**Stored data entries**
# # # # #

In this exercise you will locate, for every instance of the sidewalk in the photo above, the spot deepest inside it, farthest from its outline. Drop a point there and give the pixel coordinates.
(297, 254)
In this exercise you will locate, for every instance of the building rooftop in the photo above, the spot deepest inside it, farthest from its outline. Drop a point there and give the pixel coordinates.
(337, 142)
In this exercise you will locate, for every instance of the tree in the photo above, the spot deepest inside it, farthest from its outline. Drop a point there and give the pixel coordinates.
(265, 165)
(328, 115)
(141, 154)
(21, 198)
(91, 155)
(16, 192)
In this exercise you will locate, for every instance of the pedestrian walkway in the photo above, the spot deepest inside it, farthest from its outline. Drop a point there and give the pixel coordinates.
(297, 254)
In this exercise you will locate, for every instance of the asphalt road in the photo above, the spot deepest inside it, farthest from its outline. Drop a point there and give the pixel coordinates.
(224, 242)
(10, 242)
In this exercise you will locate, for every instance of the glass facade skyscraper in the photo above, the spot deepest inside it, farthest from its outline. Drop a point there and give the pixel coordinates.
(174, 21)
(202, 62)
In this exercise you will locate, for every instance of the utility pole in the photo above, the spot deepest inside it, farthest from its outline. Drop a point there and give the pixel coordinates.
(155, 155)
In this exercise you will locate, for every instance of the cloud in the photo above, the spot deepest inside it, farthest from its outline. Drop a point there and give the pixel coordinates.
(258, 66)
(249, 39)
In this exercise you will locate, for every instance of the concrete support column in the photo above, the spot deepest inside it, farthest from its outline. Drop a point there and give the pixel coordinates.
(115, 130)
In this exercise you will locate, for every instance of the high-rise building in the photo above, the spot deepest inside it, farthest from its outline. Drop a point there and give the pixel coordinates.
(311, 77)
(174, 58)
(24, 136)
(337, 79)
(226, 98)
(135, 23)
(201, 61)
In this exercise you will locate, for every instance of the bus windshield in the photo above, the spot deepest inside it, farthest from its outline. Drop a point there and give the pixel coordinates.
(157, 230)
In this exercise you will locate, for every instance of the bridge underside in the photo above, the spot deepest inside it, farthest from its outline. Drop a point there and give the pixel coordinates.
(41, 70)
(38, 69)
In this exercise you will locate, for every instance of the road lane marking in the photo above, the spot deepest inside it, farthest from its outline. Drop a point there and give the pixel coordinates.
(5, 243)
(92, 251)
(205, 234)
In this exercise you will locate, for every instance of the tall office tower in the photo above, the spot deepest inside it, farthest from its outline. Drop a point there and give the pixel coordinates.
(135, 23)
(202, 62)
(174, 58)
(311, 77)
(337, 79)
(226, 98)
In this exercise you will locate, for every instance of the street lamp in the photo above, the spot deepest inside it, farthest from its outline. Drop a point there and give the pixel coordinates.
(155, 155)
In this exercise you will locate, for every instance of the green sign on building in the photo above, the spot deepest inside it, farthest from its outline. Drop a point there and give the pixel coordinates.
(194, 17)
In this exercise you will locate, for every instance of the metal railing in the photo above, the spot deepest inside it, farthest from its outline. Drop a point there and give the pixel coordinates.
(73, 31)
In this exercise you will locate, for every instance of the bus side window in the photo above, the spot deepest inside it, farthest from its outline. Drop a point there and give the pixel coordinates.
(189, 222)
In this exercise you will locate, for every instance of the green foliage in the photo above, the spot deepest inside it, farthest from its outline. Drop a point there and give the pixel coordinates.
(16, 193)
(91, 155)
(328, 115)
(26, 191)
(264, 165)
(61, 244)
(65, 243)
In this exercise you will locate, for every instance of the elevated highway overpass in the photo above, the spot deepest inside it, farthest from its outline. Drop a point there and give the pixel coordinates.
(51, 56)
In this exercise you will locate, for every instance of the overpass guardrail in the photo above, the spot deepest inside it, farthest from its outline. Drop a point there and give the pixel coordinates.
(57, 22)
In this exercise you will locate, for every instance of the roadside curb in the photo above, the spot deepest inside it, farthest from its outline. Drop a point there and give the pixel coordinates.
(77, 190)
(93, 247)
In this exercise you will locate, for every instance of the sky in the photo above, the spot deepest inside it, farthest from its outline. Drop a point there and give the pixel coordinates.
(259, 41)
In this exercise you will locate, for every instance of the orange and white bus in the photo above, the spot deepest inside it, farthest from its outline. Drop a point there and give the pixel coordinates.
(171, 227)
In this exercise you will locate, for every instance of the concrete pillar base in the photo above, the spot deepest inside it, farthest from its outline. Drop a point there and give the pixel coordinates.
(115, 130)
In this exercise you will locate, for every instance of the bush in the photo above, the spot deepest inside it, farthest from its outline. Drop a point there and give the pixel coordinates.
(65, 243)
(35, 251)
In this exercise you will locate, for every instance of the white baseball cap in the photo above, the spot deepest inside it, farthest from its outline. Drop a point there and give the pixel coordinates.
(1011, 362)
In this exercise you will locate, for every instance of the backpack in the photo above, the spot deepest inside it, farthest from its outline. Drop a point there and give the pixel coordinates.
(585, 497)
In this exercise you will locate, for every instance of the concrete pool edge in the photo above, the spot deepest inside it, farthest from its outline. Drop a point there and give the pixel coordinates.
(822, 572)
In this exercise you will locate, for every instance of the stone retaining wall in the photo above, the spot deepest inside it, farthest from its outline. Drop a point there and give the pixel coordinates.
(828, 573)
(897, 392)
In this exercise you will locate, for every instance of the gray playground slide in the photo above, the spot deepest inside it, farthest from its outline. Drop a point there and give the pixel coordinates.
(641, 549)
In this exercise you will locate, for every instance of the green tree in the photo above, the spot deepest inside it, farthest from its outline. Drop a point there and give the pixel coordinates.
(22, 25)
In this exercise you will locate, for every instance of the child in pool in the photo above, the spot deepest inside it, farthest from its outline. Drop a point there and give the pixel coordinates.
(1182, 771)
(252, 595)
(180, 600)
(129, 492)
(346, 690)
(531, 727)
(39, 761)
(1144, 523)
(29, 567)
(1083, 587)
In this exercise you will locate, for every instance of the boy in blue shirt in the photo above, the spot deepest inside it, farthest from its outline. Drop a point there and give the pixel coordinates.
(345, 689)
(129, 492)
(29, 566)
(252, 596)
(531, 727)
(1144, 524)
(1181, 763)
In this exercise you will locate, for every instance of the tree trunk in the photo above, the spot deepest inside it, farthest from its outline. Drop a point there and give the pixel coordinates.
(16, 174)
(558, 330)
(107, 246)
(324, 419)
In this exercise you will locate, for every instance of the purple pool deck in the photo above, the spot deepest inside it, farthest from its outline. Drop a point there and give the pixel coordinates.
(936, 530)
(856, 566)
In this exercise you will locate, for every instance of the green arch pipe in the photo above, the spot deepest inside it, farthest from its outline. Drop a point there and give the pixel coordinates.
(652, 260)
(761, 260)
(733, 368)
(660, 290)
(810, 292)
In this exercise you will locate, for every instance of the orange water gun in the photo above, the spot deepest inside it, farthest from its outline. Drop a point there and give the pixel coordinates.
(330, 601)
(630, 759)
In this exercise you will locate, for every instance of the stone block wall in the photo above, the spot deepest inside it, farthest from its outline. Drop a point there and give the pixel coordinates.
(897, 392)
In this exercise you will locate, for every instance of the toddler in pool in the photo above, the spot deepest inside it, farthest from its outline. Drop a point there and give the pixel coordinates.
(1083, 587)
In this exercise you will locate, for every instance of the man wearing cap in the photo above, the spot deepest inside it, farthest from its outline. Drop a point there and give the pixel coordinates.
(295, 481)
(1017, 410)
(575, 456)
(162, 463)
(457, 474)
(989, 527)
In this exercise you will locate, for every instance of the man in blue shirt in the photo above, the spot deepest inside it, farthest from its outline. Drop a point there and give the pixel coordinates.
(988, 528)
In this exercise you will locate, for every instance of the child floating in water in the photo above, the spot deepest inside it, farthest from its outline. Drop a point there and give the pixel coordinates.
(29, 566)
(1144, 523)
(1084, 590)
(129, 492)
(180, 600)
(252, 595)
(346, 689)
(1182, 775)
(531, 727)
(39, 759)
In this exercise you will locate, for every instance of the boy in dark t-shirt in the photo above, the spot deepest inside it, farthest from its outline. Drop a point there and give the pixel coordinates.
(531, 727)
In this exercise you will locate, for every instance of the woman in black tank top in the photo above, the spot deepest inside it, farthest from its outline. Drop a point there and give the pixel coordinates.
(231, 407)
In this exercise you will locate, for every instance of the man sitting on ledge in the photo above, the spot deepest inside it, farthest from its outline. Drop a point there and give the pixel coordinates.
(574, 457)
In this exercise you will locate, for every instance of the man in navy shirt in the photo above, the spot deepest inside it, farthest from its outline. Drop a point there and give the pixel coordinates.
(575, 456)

# # # # #

**Try it**
One line above contains "of the woman". Output that line and each one after it, word for word, and nothing else.

**Output of the task**
In this exercise you will locate, for every instance of the woman in black tank top in the photo above, the spot deepest inside it, farthest from its outline. Drop a point there and give the pixel coordinates.
(231, 407)
In this exercise you will locate, for every instance of the man sitting on ledge in the photo above, the spot deepest inside it, farthest from its outline. Drop a point there and give the pixel coordinates.
(574, 457)
In this exercise you will locate, for every instance of the man in navy shirt in the photo above, the spot deepest inside it, farthest from its outline. Drop a point there and give the pixel coordinates.
(575, 456)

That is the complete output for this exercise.